Aplica lo leído:
**a.** Indica si cada afirmación coincide con el texto y cita las palabras exactas del texto que lo demuestran: (i) Valentín Almansa tenía su despacho en la AICA; (ii) Almansa trabajó la tierra con sus propias manos; (iii) los agricultores arriesgaban su patrimonio y su salud.
**b.** Según el texto, ¿de qué culpó Valentín Almansa a los agricultores?
**c.** Reproduce el fragmento del texto que va desde "La sabiduría popular" hasta "a sus contactos.", ambos incluidos.

Texto:
****************
La sabiduría popular marinera nos dejó una imagen poderosa: cuando las ratas abandonan el barco, el naufragio es inminente. Pero en el pantano de la política española, este fenómeno ha mutado en algo aún más obsceno. No se trata ya de simples roedores que huyen instintivamente, sino de una casta de oportunistas con corbata que, cuando perciben el más mínimo cambio en el viento político, empiezan a actualizar sus currículos y a hacer llamadas discretas a sus contactos.
Valentín Almansa representa perfectamente este perfil. Desde su cómodo despacho en la AICA, este funcionario se convirtió en azote de los campos españoles, alcanzando la cumbre del ridículo cuando culpó a los agricultores de no estar las 24 horas del día «chafando el campo». Su lógica, digna de un manual de cómo alienar a un sector entero, ignoraba varios detalles fundamentales: que los agricultores ya trabajan de sol a sol (y a menudo más), que las normativas de su propia administración les atan las manos, y que mientras él cobraba un sueldo fijo, ellos arriesgaban su patrimonio y su salud. Lo más irónico es que este paladín del control exhaustivo nunca se manchó las manos de tierra, pero ahora, con el cambio de aires políticos, probablemente esté buscando algún puesto cómodo en Bruselas o en una patronal agrícola, donde podrá seguir dando lecciones sin pisar un campo.
****************
Material proporcionado:
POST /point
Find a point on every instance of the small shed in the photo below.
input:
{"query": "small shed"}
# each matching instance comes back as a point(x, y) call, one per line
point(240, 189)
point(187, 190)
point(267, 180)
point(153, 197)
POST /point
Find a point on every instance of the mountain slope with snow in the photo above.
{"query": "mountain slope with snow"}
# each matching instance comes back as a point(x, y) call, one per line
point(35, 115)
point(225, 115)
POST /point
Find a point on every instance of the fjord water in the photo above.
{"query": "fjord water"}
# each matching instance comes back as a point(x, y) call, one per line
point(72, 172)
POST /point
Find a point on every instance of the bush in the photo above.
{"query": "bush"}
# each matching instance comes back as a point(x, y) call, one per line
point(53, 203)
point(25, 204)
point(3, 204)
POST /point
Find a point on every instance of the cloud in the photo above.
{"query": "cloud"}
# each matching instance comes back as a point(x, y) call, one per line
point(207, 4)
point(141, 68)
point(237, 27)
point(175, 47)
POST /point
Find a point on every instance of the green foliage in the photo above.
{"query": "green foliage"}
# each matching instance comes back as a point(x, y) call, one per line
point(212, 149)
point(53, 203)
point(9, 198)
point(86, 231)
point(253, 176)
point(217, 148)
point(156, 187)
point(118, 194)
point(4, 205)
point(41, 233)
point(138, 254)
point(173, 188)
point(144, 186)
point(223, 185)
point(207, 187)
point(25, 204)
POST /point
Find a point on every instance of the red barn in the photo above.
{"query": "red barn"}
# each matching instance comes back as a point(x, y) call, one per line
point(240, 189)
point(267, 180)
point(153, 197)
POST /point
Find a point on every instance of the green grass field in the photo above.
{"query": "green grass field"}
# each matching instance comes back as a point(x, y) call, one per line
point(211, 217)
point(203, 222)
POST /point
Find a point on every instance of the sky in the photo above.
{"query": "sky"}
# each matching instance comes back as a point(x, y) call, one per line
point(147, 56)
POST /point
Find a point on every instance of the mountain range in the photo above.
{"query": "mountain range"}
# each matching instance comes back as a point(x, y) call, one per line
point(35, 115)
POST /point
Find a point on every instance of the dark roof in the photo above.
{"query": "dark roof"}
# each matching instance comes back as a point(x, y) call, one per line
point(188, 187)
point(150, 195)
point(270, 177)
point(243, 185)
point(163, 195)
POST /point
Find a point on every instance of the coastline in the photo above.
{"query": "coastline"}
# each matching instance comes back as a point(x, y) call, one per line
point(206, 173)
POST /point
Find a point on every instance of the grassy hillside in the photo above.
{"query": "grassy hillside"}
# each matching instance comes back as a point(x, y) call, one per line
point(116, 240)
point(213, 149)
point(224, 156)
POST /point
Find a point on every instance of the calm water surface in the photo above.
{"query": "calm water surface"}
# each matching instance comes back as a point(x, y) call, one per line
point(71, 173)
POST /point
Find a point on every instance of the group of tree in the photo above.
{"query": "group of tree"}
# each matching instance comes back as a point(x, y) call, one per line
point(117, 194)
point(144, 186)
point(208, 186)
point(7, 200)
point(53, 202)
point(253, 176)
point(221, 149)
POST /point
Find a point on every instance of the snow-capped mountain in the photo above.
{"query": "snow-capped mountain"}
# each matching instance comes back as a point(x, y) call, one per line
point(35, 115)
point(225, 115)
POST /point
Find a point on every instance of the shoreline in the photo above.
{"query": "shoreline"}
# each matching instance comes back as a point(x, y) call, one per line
****************
Respuestas del ejercicio:
**a.**
(i) Sí: «Desde su cómodo despacho en la AICA».
(ii) No: «nunca se manchó las manos de tierra».
(iii) Sí: «ellos arriesgaban su patrimonio y su salud».

**b.** De no estar las 24 horas del día «chafando el campo».

**c.**
La sabiduría popular marinera nos dejó una imagen poderosa: cuando las ratas abandonan el barco, el naufragio es inminente. Pero en el pantano de la política española, este fenómeno ha mutado en algo aún más obsceno. No se trata ya de simples roedores que huyen instintivamente, sino de una casta de oportunistas con corbata que, cuando perciben el más mínimo cambio en el viento político, empiezan a actualizar sus currículos y a hacer llamadas discretas a sus contactos.